You will discover in the novel that Christine Falls actually has quite an unfortunate life - more than once - which caused me great confusion until the reason was revealed. Perhaps readers more clever will figure it out far sooner than I did.

There was nothing I did not love about this novel. John Banville writes beautifully, even as Benjamin Black. The 1950s time period is pitch perfect. I loved references to things like Passing Clouds, still available in England when I was a teenager.

Banville draws on his own world. In a 2014 interview in The Guardian, John Banville said, "I trawled through my memories of being a child when I was writing the books and I was astonished at how much I could remember. Quirke lives in the apartment in Dublin which I inherited from my aunt and he moves around in that area where I was when I first moved to Dublin. He's better off than we were in those days, but yes, it's soaked in my recollections.”

 He also said, “The hard-drinking, intolerant yet highly instinctive Quirke is a character that comes from the "damaged recesses of my Irish soul. I sympathise with Quirke; he is a very damaged person, as many Irish people are from their upbringing. I wish he had more of a sense of humour, but it's quite hard to be humorous in crime fiction”.

Quirke is a pathologist, his friend, and sort of brother, Malachy Griffin “Mal” an obstetrician at a Dublin hospital. Their father “Judge” Griffin is well connected in legal and religious circles, with his fingers in more pies than anyone knows at the beginning of the story. We meet the wives, and children and others who play important roles as the novel progesses, taking Quirke on a journey into the past, and a return to America where he and Mal once studied and met their future wives.

And, of course, there is religion. The influence of the Catholic church is pervasive, in the novel and in the minds and souls of the characters. Even for those who have forsaken the church it still has influence

Christine Falls is a riveting, intelligent, and thoroughly distracting novel. It is with great delight that I look forward to reading the rest of the series of 7 books.

DIRECTIONS FOR THIS TASK: Could you give the review again between "You will discover" and "than I did.", inclusive, replacing "unfortunate" with "unlucky"? The listing after this review isn't needed.

EXTRACTED ENTRIES:
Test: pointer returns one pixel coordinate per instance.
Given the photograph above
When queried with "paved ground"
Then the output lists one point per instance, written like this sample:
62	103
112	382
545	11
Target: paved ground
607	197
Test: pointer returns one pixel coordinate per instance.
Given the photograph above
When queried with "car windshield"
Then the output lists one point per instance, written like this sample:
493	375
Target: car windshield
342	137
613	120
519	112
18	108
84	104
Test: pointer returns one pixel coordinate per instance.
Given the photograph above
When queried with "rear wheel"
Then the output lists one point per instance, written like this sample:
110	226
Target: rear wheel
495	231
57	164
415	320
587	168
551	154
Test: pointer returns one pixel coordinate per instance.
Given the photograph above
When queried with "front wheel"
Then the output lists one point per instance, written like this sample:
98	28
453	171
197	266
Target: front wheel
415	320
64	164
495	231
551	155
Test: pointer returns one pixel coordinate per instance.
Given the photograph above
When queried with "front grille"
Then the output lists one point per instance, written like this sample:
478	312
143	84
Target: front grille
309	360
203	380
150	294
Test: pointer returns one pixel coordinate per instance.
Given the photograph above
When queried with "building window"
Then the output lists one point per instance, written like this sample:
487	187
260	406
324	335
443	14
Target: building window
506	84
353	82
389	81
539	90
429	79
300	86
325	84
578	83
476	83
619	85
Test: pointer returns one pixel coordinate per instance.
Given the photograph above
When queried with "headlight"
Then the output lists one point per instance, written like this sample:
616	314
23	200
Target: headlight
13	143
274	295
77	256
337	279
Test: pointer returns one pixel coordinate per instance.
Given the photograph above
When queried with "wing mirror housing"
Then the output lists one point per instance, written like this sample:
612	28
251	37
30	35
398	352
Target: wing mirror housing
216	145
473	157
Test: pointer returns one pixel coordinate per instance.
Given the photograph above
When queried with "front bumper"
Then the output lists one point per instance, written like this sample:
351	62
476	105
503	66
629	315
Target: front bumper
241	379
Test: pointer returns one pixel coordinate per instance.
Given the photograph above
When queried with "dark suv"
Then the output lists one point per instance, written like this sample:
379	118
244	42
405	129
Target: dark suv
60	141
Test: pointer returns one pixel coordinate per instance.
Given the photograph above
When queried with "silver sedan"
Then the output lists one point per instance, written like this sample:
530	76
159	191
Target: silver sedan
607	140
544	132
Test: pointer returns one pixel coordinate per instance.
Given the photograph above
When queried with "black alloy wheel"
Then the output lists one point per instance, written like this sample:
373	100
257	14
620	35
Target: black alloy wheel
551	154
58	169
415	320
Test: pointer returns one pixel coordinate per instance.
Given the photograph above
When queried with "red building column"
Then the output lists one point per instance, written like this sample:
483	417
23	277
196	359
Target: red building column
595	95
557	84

* * *

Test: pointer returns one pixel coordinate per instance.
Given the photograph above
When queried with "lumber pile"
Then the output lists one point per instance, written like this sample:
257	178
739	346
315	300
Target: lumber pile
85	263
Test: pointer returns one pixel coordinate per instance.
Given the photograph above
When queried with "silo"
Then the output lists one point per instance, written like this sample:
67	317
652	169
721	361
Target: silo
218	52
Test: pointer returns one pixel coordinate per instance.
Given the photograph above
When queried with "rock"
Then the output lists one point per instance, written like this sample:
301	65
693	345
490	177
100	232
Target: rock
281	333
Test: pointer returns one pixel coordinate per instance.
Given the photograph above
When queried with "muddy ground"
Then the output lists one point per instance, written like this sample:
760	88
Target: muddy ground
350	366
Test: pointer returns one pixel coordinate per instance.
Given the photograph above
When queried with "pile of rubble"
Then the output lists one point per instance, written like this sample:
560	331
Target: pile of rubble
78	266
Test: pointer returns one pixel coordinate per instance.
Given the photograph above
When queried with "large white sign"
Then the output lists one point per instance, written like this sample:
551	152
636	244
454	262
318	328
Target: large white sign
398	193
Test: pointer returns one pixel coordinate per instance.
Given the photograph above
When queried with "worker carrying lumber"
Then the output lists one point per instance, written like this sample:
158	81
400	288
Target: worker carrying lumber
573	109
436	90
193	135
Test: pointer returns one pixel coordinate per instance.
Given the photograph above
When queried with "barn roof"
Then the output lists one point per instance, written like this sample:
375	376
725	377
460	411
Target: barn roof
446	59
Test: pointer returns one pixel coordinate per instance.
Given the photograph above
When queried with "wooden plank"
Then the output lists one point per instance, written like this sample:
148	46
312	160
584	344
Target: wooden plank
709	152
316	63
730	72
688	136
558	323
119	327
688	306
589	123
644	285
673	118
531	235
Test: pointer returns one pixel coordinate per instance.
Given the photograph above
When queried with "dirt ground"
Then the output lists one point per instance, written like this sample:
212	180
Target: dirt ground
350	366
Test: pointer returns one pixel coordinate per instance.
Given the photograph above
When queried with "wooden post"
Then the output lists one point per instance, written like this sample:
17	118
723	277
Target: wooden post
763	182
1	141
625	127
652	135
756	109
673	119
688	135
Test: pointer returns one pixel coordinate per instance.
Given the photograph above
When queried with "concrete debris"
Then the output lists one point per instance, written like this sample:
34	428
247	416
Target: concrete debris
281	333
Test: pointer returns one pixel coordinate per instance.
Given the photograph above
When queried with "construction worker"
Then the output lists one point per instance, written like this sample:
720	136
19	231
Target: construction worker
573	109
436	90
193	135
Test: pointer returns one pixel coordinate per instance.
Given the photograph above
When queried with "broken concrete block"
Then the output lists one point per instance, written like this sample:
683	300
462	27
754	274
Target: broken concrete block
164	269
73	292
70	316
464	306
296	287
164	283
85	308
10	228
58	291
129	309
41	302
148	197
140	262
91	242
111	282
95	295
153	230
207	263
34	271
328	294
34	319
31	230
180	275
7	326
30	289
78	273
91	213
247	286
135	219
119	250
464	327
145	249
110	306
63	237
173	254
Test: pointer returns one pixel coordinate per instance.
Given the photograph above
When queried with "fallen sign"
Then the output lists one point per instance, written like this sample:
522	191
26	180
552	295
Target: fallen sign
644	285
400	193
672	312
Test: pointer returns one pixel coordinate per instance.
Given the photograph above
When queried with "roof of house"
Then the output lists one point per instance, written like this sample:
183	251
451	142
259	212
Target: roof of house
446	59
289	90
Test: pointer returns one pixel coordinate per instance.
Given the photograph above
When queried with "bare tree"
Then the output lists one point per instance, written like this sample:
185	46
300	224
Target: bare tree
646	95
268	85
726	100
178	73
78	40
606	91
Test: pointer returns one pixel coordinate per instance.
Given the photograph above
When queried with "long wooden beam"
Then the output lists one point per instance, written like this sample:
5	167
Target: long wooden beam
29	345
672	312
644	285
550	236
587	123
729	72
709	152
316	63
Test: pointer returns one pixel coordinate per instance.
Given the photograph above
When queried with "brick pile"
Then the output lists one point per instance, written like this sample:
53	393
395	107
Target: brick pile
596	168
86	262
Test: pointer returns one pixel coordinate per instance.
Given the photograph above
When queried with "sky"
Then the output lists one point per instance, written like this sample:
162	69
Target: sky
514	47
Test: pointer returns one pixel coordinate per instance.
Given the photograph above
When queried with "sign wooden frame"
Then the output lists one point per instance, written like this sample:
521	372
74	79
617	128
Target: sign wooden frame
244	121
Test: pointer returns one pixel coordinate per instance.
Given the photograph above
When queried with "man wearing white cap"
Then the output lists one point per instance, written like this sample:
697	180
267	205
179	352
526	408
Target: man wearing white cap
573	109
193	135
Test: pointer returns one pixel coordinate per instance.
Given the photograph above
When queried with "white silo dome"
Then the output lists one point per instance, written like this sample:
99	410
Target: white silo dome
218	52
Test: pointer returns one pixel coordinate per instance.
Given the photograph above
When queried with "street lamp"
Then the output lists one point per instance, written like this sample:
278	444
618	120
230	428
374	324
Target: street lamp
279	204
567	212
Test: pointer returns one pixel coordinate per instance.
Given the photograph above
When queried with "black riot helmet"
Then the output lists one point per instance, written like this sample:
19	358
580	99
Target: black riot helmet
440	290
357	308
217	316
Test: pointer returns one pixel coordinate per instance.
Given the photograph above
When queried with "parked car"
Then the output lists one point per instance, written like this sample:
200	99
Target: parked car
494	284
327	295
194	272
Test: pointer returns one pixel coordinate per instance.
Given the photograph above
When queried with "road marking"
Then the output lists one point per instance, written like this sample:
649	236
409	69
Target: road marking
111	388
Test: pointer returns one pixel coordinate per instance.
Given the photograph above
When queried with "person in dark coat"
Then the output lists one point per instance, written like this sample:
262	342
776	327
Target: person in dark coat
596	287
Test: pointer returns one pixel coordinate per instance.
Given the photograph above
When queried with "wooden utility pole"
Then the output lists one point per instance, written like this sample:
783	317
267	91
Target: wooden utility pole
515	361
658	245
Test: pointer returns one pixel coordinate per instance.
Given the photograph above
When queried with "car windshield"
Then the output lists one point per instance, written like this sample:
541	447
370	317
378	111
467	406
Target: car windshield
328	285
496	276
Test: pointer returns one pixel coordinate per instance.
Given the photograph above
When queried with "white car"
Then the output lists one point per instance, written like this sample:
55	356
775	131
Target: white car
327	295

TASK OUTPUT:
You will discover in the novel that Christine Falls actually has quite an unlucky life - more than once - which caused me great confusion until the reason was revealed. Perhaps readers more clever will figure it out far sooner than I did.